Several analyses focusing on the hypothesized effects of distractor rating confirmed these patterns. For the attractiveness experiment, an ANOVA on the proportion of choices of the more attractive target, with distractor’s rank, face’s gender, and participant’s gender as factors, showed a significant main effect of distractor’s rank, F(9, 342) = 3.79, p < .001, η p 2 = .09, and face’s gender, F(1, 38) = 15.03, p < .001, η p 2 = .28, and a significant interaction between face’s gender and participant’s gender, F(1, 38) = 4.22, p = .047, η p 2 = .10. The averageness experiment replicated the significant main effect of distractor’s rank, F(9, 333) = 4.27, p < .001, with a similar effect size, η p 2 = .10, although there were no other significant effects for this ANOVA.

Exercise instructions
Quote the distractor-rating passage word for word, starting at "Several analyses focusing" and ending at "for this ANOVA.".

Given data

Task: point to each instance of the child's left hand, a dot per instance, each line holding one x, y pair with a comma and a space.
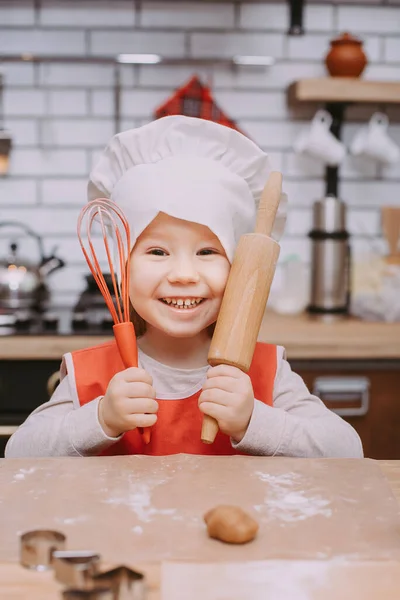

Answer
Several analyses focusing on the hypothesized effects of distractor rating confirmed these patterns. For the attractiveness experiment, an ANOVA on the proportion of choices of the more attractive target, with distractor’s rank, face’s gender, and participant’s gender as factors, showed a significant main effect of distractor’s rank, F(9, 342) = 3.79, p < .001, η p 2 = .09, and face’s gender, F(1, 38) = 15.03, p < .001, η p 2 = .28, and a significant interaction between face’s gender and participant’s gender, F(1, 38) = 4.22, p = .047, η p 2 = .10. The averageness experiment replicated the significant main effect of distractor’s rank, F(9, 333) = 4.27, p < .001, with a similar effect size, η p 2 = .10, although there were no other significant effects for this ANOVA.